**PROBLEM REQUIREMENTS:**
List each line below that contains the word "metal". Case matters.

**DATA SUPPLIED:**
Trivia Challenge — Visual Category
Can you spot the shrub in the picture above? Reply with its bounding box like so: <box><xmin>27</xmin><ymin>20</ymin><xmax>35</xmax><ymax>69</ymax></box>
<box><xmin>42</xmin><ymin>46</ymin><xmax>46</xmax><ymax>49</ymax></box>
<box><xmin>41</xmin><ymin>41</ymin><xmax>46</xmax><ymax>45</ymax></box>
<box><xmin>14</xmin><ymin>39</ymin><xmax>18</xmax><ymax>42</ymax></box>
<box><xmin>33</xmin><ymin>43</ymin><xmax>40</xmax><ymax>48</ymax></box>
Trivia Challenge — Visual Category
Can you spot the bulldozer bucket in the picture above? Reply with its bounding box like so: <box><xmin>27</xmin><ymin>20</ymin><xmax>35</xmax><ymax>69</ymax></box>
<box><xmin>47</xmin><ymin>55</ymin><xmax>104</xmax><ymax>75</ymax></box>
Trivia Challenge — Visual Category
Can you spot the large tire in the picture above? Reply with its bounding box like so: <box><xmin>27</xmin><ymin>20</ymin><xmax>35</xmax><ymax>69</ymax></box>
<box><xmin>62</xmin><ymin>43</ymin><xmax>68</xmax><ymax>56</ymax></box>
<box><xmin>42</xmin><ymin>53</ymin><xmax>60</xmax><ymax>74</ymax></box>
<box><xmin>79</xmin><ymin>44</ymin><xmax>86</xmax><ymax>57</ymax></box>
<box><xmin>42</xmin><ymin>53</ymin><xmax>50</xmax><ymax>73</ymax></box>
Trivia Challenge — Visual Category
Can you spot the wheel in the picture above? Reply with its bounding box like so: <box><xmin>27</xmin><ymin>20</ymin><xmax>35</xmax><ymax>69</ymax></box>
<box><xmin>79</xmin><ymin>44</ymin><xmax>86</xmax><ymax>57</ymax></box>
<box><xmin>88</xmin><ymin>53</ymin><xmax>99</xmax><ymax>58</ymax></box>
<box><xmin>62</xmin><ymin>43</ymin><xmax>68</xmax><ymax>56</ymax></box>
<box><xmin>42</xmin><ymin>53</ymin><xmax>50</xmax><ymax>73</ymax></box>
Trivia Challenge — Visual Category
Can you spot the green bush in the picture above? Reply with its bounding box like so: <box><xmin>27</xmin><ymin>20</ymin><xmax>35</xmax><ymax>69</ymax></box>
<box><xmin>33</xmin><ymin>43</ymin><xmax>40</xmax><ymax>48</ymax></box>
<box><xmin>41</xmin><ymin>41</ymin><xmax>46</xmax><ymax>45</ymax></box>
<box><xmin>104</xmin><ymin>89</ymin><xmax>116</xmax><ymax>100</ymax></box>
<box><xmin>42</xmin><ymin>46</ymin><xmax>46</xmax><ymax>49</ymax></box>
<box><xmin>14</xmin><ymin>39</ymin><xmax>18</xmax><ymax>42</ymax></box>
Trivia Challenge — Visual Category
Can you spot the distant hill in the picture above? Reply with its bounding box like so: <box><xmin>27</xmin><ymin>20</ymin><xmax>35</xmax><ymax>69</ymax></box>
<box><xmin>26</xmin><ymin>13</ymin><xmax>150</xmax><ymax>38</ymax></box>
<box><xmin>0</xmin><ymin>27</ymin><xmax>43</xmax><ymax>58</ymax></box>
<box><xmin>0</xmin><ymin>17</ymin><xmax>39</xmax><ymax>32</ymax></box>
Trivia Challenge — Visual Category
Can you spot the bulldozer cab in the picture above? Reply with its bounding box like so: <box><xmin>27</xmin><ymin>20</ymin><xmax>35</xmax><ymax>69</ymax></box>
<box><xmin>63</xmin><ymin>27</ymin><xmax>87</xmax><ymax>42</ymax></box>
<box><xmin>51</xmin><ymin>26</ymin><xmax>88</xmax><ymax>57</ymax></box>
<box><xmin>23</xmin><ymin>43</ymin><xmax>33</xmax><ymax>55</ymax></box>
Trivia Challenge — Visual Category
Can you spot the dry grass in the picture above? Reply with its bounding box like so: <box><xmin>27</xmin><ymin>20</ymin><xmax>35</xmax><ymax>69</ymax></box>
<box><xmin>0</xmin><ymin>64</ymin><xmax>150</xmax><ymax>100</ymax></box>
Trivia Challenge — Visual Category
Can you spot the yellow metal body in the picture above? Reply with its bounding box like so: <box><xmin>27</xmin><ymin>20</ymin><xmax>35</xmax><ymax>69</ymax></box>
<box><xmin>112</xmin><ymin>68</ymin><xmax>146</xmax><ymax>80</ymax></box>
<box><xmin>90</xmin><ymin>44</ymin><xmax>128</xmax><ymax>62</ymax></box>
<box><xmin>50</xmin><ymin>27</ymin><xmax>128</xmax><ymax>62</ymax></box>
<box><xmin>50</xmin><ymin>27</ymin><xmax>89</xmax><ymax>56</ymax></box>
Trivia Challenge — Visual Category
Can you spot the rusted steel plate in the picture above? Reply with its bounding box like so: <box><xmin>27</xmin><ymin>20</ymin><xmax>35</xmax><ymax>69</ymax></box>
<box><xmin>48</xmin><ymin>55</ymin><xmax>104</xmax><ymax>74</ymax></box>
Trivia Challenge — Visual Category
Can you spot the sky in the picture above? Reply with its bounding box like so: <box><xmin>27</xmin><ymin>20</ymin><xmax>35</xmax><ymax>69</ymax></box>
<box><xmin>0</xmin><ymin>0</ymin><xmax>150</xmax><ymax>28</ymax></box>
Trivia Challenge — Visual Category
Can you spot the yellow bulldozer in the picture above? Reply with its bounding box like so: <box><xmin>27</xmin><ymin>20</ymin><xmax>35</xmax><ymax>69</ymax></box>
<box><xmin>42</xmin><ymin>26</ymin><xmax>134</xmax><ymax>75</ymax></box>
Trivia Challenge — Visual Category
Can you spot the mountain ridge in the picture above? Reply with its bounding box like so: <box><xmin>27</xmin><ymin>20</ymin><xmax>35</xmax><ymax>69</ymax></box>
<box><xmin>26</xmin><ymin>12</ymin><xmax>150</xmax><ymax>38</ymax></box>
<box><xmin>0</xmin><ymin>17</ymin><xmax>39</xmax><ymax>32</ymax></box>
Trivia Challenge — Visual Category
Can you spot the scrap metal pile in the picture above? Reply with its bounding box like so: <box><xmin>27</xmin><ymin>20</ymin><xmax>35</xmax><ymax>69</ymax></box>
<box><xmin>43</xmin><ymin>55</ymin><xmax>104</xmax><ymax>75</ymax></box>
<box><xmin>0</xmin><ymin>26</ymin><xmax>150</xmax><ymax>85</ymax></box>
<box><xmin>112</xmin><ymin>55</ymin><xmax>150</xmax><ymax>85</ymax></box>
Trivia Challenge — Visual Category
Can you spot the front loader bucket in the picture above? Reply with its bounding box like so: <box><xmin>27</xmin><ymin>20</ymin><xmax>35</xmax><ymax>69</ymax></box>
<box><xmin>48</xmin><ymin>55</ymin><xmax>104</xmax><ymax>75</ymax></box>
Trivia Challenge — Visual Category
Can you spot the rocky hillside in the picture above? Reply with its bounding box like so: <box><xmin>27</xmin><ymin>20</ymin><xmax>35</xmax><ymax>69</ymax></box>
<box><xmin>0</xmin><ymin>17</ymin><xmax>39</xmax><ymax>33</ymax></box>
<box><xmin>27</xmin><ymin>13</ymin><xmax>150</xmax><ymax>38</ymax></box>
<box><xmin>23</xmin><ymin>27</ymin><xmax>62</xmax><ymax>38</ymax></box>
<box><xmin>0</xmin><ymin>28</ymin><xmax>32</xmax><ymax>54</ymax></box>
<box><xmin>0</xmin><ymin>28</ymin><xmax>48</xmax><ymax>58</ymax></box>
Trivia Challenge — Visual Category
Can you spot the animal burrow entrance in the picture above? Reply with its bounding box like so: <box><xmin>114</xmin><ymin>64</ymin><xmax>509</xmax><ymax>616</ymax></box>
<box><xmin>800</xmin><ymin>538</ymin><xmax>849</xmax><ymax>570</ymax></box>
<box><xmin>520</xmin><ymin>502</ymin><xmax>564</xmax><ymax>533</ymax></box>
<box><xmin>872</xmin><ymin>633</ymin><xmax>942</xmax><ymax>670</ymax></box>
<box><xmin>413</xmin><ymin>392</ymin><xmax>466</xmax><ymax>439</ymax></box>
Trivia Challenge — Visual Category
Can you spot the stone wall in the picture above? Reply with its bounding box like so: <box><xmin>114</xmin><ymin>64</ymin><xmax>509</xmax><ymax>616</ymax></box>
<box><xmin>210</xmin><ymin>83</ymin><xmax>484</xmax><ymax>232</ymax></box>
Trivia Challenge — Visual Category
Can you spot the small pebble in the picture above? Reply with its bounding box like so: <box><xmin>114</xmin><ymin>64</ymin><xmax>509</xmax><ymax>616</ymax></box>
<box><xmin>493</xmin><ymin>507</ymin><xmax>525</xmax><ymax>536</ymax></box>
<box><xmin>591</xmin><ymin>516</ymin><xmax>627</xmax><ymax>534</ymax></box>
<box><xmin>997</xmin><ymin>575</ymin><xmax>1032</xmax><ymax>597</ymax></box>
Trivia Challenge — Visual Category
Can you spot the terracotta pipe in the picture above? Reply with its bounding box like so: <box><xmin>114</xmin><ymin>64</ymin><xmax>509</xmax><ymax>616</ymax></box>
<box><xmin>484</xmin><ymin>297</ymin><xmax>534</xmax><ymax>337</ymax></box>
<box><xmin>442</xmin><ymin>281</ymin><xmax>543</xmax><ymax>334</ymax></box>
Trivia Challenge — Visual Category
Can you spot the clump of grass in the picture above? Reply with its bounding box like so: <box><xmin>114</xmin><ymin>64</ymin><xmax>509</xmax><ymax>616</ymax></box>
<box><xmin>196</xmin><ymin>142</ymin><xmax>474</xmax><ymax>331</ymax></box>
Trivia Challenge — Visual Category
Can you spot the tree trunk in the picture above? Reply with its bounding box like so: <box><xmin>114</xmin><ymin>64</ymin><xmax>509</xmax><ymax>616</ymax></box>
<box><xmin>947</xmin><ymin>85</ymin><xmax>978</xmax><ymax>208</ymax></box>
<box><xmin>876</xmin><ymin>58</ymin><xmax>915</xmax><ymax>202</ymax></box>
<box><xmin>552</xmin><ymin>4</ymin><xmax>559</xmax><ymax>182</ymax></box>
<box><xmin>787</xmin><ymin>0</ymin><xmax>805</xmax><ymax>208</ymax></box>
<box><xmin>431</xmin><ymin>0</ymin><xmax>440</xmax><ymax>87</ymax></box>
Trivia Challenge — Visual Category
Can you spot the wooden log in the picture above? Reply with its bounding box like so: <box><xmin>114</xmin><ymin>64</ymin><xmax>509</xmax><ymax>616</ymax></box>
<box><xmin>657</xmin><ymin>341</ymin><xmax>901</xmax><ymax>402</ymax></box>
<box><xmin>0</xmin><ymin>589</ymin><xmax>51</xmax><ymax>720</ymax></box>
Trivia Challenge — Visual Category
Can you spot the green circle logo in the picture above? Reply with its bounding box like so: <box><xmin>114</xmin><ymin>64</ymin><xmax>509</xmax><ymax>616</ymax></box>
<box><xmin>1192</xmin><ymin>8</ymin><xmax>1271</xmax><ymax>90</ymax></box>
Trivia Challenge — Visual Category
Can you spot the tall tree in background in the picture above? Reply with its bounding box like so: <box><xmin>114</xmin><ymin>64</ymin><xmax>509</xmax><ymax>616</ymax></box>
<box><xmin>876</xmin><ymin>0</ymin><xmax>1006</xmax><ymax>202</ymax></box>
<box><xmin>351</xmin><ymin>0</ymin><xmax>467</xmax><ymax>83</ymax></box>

**RESULT OF THIS EXERCISE:**
Can you spot the yellow metal body in the picture above? Reply with its bounding box like so: <box><xmin>27</xmin><ymin>20</ymin><xmax>35</xmax><ymax>69</ymax></box>
Can you spot the scrap metal pile in the picture above? Reply with its bounding box like so: <box><xmin>27</xmin><ymin>20</ymin><xmax>35</xmax><ymax>69</ymax></box>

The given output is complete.